* _Stated exercise_:
Duplicate every line of the listing below, keeping each one identical. Leave the pictures out of your answer.

* _Location identification entries_:
──────────

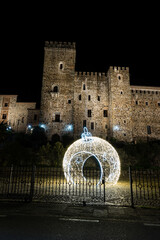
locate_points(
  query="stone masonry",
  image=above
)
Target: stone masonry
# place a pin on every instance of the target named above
(105, 103)
(14, 113)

──────────

* _Exercise answer_:
locate_points(
  query="stone masonry",
  image=above
)
Target: stone masonry
# place a pin on every instance of the target named above
(105, 103)
(14, 113)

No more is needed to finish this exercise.